> **Exercise aim**
Continue the news article about Jeff Blatnick's death, picking up right after its last sentence.
##### Text under study
Former Springfield College wrestling standout Jeff Blatnick died Wednesday at 55 from heart failure.
Former Springfield College star Jeff Blatnick, who overcame cancer to win a gold medal in Greco-Roman wrestling at the 1984 Summer Olympics and went on to a career as a sports commentator and motivational speaker, died Wednesday in New York state at age 55.
Officials at Ellis Hospital in Schenectady, N.Y., said he died there of heart failure.
“This is such a tragedy,” said Blatnick’s Springfield College coach, Doug Parker, now retired and living in Longmeadow. “Jeff had such an amazing intellect and he was so far ahead of everyone that it wasn’t even a contest.”
Blatnick received a degree in physical education from Springfield College in 1979. He was inducted into the Springfield College Athletic of Hall of Fame in 1987, and received an honorary doctor of Humanities degree that same year.
“On behalf of the entire Springfield College community, I wish to offer our heartfelt sympathy and support to Jeff’s family,” said Richard B. Flynn, president of Springfield College. “We are deeply saddened to hear of his untimely passing. An Olympic wrestling gold medal winner, motivational speaker, cancer survivor, and devoted son, husband, and father, Jeff was a role model and an inspiration to so many people. Jeff is an important part of the history and legacy of Springfield College.”
Blatnick was a high school state champion in suburban Albany in the mid-1970s and was a two-time Division II National champion and three-time Division II All-American at Springfield College in Massachusetts.
##########
##### Entries provided
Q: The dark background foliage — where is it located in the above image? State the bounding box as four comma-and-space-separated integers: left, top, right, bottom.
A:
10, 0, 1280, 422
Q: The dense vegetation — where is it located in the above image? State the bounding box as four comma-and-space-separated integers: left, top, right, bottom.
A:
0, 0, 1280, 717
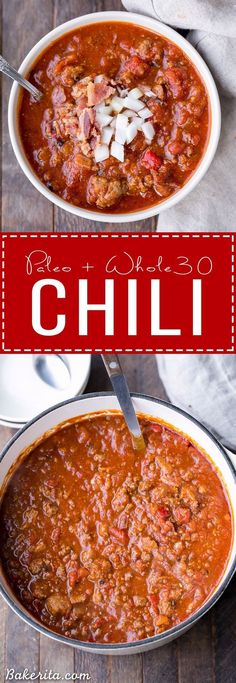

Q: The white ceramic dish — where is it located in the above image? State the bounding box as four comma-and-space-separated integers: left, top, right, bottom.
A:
0, 393, 236, 655
0, 353, 91, 427
8, 12, 221, 223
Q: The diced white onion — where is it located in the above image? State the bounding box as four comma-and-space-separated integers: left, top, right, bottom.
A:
101, 126, 114, 145
116, 114, 128, 130
94, 74, 104, 83
94, 104, 112, 114
94, 145, 110, 163
142, 123, 155, 140
125, 121, 138, 144
128, 88, 143, 100
117, 86, 129, 97
96, 112, 112, 128
145, 90, 156, 97
122, 109, 136, 119
111, 96, 124, 114
139, 107, 152, 119
111, 140, 125, 162
115, 128, 127, 145
123, 95, 145, 111
132, 116, 143, 130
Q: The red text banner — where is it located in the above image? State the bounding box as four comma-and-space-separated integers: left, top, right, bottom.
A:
1, 233, 235, 353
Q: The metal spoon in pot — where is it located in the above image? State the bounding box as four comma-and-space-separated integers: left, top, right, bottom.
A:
33, 353, 71, 390
0, 55, 43, 101
102, 353, 146, 451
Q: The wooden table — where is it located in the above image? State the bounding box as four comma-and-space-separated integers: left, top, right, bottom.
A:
0, 355, 236, 683
0, 0, 236, 683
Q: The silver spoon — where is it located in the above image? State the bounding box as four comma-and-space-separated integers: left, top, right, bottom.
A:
102, 353, 146, 451
33, 353, 71, 389
0, 55, 43, 101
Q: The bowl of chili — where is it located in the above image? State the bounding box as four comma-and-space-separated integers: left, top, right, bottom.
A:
0, 393, 236, 655
8, 12, 221, 223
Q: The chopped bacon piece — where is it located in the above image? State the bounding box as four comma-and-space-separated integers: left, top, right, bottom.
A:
157, 505, 170, 520
52, 85, 66, 105
87, 81, 115, 107
168, 140, 185, 155
71, 76, 91, 100
121, 55, 149, 77
76, 95, 88, 116
141, 149, 163, 171
164, 66, 188, 98
79, 109, 94, 140
66, 560, 79, 588
54, 52, 78, 76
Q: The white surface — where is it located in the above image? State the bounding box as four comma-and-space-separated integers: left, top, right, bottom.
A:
0, 354, 91, 427
0, 395, 236, 655
8, 12, 221, 223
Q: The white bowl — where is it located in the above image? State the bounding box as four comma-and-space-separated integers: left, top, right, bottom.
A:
8, 12, 221, 223
0, 353, 91, 428
0, 393, 236, 655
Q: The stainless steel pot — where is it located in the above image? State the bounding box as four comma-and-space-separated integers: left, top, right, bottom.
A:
0, 393, 236, 655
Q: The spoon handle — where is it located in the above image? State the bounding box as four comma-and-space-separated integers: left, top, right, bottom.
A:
0, 55, 42, 100
102, 353, 145, 450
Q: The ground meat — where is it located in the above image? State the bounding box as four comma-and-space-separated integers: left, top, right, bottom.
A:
46, 593, 71, 616
87, 175, 125, 209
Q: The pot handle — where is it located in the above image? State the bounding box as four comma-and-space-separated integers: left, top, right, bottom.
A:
224, 447, 236, 470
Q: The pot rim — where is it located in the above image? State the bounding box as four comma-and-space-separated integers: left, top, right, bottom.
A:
8, 11, 221, 223
0, 391, 236, 654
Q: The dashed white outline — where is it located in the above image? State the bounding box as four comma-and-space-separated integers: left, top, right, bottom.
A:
1, 232, 235, 353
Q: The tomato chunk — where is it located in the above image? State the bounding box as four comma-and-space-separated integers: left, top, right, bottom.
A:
142, 149, 162, 171
124, 55, 148, 76
157, 505, 170, 520
173, 505, 191, 524
110, 526, 129, 545
148, 593, 159, 611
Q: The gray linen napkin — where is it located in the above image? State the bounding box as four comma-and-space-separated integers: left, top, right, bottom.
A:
123, 0, 236, 232
156, 354, 236, 451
##########
> **Output of the exercise**
“I remember driving to Jeff’s hometown with coach Parker when they had a parade for him,” said Howard Davis, who was Springfield College’s Sports Information Director during Blatnick’s undergraduate years. “He was one of the finest persons I knew.”
Davis recalled being at the airport in Pittsburgh with the University of Massachusetts after he left Springfield College to work in Amherst when somebody came up to him from behind and gave him a big bear hug.
It was Blatnick, who never forgot where he came from or the people who helped him along the way. The bear hug did stun the Minutemen players.
“The players all ran,” Davis said. “But that was Jeff.”
He qualified for the U.S. Olympic team and was a member of the 1980 squad that didn’t compete because the U.S. boycotted that year’s games in Moscow.
In 1982, he was diagnosed with Hodgkin lymphoma. He was treated and the disease went into remission before he won the gold as a super heavyweight in Los Angeles in 1984.
“Jeff had such unbelievable determination,” Parker said. “He wouldn’t let anything bother him.”
Blatnick, who in 1979 became the first and only Springfield College athlete to grace the cover of an NCAA preseason guide, was also a three-time Greco-Roman national champion and won eight Greco-Roman All-American awards, two World Cup medals and two Freestyle All-American honors.
USA Wrestling National Greco-Roman Coach Steve Fraser also won a gold medal at the 1984 games as a teammate of Blatnick. Fraser and Blatnick were the first two U.S. Greco-Roman wrestlers to ever win gold medals.
“I am devastated that Jeff Blatnick, who was a great Greco-Roman champion, has passed away,” Fraser said. “I am stunned by it.”
Fraser talked to Blatnick a few weeks ago about working to promote Greco-Roman wrestling.
“I am heartbroken,” he said. “He has done so much for the sport as an athlete, an announcer, a leader and a spokesman. My prayers go out to his family.”
Bob McGuire, the athletic director at Burnt Hills-Ballston Lake High School, recalled Blatnick asking if he could be a volunteer varsity wrestling coach at the school. Blatnick had gone to high school and competed in nearby Niskayuna.
“What do you say when you hear that from an Olympic champion,” he said Wednesday. “You open the door and say ‘Come on in’.”
Blatnick spent six years volunteering at the school.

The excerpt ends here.